What the task asks: Set out exactly, and with nothing added, the line containing "of the kitchen" and every line after it through the final line of the data.

(Image-grounded pointing data)
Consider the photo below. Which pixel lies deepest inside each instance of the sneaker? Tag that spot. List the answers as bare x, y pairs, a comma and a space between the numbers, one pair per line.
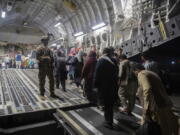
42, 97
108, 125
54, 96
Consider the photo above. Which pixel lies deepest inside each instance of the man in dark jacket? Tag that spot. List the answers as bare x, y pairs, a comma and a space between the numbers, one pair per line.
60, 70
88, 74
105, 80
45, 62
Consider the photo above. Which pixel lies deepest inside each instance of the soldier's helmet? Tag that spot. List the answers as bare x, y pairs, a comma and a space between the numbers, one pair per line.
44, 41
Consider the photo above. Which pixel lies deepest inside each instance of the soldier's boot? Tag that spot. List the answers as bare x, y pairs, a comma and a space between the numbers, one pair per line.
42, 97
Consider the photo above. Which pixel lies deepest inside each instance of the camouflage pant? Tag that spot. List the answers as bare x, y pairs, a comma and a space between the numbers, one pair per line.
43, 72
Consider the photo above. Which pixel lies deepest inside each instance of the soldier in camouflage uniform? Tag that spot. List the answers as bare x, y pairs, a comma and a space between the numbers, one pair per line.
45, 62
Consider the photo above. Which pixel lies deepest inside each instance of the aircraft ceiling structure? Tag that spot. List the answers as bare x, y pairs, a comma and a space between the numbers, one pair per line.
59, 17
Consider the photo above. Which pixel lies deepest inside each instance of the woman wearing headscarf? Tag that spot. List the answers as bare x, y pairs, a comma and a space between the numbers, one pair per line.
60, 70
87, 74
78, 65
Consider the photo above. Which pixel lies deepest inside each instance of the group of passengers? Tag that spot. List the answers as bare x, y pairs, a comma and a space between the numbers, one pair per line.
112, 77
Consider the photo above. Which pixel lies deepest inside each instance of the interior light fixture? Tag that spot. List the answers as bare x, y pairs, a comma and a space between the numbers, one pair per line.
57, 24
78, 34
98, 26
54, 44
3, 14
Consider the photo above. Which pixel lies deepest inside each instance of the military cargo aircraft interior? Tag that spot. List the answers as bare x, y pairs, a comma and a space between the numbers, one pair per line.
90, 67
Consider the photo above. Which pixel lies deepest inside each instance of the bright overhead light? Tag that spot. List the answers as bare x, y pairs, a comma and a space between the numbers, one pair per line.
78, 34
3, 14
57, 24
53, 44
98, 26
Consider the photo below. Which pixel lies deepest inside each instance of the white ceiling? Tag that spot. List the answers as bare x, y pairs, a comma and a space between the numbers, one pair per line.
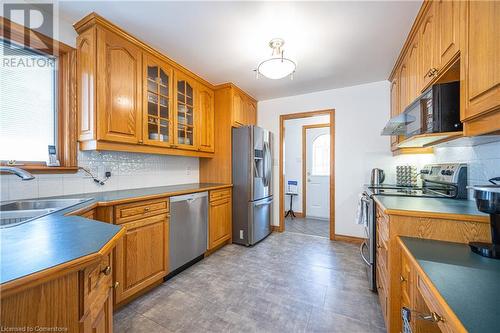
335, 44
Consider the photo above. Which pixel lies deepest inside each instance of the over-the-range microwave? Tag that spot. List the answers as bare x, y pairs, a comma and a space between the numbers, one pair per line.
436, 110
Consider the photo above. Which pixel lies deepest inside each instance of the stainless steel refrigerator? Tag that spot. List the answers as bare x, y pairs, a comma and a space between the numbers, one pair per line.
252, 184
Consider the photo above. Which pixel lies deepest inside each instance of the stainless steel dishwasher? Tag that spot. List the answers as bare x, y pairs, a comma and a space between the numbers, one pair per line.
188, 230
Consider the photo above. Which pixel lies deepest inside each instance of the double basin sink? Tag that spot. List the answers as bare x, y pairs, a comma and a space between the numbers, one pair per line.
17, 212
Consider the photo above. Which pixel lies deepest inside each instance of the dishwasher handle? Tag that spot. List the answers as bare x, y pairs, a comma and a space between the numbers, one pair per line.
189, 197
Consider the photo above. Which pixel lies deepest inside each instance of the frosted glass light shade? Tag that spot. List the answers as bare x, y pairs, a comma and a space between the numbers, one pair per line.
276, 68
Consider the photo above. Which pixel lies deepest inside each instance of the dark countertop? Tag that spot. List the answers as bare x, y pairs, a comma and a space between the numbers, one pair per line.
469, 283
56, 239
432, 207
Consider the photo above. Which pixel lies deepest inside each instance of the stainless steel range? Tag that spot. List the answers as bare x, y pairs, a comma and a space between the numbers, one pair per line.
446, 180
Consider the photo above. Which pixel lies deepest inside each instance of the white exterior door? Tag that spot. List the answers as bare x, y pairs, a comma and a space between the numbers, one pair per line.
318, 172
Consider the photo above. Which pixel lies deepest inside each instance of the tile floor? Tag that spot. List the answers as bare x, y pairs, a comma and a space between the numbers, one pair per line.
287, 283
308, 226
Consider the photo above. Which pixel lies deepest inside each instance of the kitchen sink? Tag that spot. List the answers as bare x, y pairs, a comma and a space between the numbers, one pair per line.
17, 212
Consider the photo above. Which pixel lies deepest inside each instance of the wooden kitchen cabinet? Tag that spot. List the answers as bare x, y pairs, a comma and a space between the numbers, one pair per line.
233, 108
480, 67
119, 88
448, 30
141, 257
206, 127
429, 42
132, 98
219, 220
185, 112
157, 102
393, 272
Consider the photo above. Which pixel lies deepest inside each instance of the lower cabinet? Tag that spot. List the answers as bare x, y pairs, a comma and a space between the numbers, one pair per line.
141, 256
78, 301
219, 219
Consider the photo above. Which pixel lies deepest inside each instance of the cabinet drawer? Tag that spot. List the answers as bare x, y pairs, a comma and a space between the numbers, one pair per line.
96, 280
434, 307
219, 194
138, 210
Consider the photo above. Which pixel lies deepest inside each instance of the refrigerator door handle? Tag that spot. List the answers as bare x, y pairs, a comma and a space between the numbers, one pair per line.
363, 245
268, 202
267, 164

Solution for this exercise:
Consider the photo above. Which pixel lies deepest inside each instance of the kitchen sink? Tag that spot. List the answers as bare x, y pairs, a comma and a space between the numbers, one pair per line.
17, 212
Consider the photo above. Which pixel lies deepest inside each instance of the wooden kitchen cabinet? Tag that spot. List the answers as bare x, y pairs, a comma and a space between the numbers, one pair per line.
233, 108
480, 67
119, 88
448, 30
141, 257
206, 127
429, 42
132, 98
219, 220
185, 112
157, 102
393, 272
Consider the photo above. Which pixel lies deepest inside each instance of the lower cabinet? Tag that spot. List the answers as bare x, y pairs, a comma and a space between the numbers, one pair per line.
141, 256
78, 301
219, 219
Consider the photo above. Which pixel lies deepest inside each instance of the cabinet drawer? Tag that spot. List the answers as bare x, y pairs, a comma and a space between the numbers, one pair per line.
96, 280
434, 307
219, 194
138, 210
Consider the photo above. Which pixel lies deepest inside each instance of the refrigerator door handle? Tag that spot. List the answers as bare x, y pairs, a comma and a space between the numbers, one pair per line.
363, 245
268, 202
267, 164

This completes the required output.